REQUIRED ACTIONS:
a) Name every person or fictional character mentioned by name in the article on MRSA infection pain.
b) Continue the article on MRSA infection pain, starting after its last sentence.

PAGE EXCERPT:

Infection Is a Real Pain in the Everything
¡Viva la Science!
Methicillin-resistant Staphylococcus aureus is not only terrible to say—that, of course, is why we shorten its name to MRSA and pronounce it “mer-suh,” like it’s some kind of Aquaman sidekick—but the potent, stubborn infections it creates are especially horrible. For one thing, they’re really difficult to cure. (That’s the resistant part of the name—antibiotics, our standard weapons against infection, are exactly what they’re resistant to.) For another, MRSA-caused infections, whose symptoms include everything from boils to fever, can be extremely painful.
But what causes all that pain? Until now, doctors believed it was an immune system response. According to this theory, your body basically screams, Holy crap I’ve been invaded! I’d better alert the brain! [Stab stab stab.] Your brain says, Ouch! Okay, dude, I’ve got it. But your body refuses to shut the hell up. [Stab stab stab.]
Not so, says a new study published in Nature on Aug. 21. You’re not wracked with pain because of your body’s immune response, but because of the bacteria itself. The pain associated with MRSA isn’t your body trying to alert you to the problem; it’s actually one of the effects of the problem. "We found that major parts of the immune system are not necessary for pain during infection, but that bacteria themselves are the source of much of the pain,” says Isaac Chiu, PhD, the study's lead author.
The whole study came about because Chiu and coauthor Christian A. Von Hehn, MD, PhD, wanted to see what would happen when they cultured sensory neurons and immune cells in the same petri dish. Much to their surprise, the neurons responded to the bacteria “immediately,” says Chiu.

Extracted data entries

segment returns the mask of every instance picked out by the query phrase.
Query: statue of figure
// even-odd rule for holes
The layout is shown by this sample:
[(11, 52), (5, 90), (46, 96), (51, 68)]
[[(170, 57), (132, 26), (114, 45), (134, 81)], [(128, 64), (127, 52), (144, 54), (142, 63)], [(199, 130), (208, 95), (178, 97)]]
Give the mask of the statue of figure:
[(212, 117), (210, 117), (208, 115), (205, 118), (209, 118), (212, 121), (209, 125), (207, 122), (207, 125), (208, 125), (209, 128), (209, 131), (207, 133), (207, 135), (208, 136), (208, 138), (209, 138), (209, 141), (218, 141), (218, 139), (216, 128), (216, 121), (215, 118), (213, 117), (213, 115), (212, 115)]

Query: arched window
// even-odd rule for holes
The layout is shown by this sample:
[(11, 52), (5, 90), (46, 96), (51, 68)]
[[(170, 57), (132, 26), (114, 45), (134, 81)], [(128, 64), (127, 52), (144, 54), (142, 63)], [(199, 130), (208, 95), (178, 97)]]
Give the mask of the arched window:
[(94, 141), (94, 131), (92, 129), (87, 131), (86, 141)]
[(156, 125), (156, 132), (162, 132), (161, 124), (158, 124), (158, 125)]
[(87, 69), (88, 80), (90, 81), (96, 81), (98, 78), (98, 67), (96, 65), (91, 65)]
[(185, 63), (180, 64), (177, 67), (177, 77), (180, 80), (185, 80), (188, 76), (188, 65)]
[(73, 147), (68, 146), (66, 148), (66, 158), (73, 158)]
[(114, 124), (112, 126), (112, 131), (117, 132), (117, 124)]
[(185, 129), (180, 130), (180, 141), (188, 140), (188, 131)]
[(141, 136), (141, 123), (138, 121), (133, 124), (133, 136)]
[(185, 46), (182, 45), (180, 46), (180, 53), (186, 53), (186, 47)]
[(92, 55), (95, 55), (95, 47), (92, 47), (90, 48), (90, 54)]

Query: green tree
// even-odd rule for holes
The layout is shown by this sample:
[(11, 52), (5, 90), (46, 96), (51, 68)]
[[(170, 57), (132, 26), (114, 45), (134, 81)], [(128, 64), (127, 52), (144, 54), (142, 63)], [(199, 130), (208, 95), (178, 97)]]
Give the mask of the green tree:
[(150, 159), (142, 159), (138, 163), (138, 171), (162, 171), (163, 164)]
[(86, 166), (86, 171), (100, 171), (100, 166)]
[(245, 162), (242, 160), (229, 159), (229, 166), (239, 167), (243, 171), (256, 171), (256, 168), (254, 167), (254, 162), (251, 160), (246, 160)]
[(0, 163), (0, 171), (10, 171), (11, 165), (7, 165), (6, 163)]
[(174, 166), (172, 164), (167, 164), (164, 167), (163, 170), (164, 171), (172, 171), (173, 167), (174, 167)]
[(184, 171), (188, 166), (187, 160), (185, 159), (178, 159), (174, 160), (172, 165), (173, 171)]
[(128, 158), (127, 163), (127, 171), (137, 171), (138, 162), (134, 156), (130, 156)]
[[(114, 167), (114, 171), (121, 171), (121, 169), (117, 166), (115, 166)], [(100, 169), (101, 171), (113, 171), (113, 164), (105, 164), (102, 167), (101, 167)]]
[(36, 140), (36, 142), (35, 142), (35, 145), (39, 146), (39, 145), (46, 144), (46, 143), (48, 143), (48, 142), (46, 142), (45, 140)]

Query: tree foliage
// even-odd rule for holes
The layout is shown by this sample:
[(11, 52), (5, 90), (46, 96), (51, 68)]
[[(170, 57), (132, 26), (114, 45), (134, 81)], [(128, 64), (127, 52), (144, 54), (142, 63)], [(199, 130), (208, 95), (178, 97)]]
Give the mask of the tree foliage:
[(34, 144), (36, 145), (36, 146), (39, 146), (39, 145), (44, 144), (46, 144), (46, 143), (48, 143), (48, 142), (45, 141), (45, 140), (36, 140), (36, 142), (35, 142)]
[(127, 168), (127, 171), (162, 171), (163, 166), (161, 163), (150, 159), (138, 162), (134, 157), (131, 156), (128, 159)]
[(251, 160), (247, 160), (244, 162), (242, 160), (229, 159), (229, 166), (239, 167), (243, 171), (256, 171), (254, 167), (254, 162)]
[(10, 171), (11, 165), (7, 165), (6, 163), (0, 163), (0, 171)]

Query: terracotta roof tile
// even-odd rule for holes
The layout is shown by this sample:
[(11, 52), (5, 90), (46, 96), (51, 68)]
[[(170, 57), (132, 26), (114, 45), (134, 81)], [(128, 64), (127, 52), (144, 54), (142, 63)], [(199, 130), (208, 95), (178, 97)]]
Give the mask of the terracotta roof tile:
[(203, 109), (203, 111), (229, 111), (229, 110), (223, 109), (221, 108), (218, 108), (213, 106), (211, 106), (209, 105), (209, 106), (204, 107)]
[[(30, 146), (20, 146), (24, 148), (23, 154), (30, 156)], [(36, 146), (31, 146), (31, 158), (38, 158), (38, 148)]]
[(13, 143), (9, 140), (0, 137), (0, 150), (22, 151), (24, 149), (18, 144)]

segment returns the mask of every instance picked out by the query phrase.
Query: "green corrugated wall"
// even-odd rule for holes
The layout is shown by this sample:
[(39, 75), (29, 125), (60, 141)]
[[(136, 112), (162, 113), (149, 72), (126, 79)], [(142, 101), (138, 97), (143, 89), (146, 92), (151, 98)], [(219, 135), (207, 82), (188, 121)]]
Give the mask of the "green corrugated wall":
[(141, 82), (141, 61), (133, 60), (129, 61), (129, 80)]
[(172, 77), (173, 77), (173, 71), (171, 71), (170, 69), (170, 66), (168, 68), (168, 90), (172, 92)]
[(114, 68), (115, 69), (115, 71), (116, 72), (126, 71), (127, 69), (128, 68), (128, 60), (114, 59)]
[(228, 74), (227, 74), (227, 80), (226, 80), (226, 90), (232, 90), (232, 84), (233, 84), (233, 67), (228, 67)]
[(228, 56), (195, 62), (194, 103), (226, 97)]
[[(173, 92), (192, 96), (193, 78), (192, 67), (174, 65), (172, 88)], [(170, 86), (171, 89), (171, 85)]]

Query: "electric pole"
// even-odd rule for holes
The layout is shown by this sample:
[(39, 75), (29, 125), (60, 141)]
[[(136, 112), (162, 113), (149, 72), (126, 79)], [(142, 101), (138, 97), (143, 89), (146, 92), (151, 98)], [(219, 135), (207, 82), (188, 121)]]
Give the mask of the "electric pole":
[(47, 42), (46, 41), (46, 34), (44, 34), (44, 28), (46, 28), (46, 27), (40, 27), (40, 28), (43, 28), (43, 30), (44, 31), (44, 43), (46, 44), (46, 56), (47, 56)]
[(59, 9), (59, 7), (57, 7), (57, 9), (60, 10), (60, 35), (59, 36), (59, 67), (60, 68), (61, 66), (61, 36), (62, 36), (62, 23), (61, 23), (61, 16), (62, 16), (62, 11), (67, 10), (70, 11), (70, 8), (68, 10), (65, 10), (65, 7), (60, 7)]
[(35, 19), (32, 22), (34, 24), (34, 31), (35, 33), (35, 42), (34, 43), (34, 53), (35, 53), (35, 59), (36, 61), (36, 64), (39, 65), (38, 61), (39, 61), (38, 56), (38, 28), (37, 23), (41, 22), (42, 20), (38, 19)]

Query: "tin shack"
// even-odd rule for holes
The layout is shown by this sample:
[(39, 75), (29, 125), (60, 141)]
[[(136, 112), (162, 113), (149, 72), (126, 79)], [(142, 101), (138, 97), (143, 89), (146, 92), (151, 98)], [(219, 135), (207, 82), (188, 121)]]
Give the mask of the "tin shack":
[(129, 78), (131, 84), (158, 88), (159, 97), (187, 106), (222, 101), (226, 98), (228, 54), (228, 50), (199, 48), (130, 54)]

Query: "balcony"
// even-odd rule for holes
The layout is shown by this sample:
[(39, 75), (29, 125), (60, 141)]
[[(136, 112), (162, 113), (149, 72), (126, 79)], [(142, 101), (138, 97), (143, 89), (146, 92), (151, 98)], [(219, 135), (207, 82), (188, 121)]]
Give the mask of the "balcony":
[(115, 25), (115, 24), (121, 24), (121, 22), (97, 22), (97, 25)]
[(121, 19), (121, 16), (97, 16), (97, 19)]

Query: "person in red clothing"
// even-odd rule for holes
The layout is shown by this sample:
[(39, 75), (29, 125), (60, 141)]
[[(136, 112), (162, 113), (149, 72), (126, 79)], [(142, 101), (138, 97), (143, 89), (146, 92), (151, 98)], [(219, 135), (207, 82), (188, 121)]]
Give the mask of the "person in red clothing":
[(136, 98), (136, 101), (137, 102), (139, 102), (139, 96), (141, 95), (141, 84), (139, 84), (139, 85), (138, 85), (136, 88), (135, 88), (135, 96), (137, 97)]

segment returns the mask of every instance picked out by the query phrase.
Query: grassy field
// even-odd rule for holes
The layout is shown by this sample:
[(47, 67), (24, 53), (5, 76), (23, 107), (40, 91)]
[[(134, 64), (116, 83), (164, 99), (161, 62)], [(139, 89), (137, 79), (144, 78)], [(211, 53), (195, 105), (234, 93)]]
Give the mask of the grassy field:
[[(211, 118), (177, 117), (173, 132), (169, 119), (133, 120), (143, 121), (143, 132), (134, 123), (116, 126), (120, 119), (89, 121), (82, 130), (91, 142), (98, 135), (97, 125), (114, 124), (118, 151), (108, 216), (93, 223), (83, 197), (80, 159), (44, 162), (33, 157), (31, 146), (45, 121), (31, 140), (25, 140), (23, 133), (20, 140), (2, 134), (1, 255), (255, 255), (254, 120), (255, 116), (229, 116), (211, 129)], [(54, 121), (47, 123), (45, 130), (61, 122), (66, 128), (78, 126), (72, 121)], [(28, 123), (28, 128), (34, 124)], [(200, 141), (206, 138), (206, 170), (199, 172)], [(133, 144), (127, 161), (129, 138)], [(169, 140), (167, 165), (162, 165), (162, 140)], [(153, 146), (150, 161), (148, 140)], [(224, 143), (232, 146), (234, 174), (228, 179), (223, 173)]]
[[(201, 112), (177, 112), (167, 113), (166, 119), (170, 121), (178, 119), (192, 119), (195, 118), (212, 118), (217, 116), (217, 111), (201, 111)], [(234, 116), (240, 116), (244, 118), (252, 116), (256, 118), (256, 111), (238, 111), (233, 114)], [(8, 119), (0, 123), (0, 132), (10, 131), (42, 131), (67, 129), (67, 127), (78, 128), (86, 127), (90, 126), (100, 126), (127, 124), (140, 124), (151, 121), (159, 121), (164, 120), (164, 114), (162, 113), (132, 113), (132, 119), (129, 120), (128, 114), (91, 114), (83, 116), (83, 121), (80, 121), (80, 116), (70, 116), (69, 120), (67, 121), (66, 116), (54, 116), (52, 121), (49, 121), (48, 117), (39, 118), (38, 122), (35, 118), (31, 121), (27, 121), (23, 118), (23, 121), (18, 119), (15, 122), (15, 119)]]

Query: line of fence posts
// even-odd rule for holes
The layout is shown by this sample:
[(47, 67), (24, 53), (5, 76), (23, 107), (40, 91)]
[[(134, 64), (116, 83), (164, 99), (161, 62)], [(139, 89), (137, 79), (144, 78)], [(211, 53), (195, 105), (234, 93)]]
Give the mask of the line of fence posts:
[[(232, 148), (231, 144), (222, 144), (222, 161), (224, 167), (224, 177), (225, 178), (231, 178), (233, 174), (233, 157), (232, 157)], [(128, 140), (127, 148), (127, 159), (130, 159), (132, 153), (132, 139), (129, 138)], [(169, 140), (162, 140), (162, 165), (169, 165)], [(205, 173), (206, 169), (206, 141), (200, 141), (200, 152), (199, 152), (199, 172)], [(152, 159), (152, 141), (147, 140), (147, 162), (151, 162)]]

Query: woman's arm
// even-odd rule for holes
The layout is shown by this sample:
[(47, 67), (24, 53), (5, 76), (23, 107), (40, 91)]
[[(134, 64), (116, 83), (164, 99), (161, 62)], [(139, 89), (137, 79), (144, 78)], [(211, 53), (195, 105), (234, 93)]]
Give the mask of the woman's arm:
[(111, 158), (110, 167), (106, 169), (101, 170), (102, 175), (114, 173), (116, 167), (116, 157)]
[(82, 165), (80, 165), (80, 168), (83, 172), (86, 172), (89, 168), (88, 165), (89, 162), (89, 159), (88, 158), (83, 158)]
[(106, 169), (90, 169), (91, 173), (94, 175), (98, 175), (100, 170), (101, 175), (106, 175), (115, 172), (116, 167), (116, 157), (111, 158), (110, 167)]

RESULTS BY TASK:
a) Aquaman, Isaac Chiu, and Christian A. Von Hehn

b)
The study made another surprising discovery: Once pain neurons can tell that nasty invading bacteria are present, the immune system should leap into action to fight off the intruders, right? Because that's supposedly the whole point of pain neurons and an immune system and all those other intricate bits. But the scientists instead observed that the pain neurons suppressed the immune system.
It seems like a terrible idea. Something hurts! the pain neurons are apparently tweeting their friends. Let's totally not raise the alarm. Pretend everything's fine! How did it evolve that way in the first place? The question needs to be studied a lot more, but Chiu hypothesizes that our neurons might be trying to protect our body from the additional damage caused by inflammation, part of the immune system response. (Inflammation, though useful in battling infection, can cause damage to the body when it happens too often.) Those wily bacteria just might be taking advantage of a loophole.
Figuring out how pain and MRSA go hand-in-horrible-hand isn't merely an academic question. The hope is that studies like these will help doctors and scientists figure out how to deal with other serious infections and eliminate the pain that inevitably comes along with them. Let’s hope they do it soon, because ouch.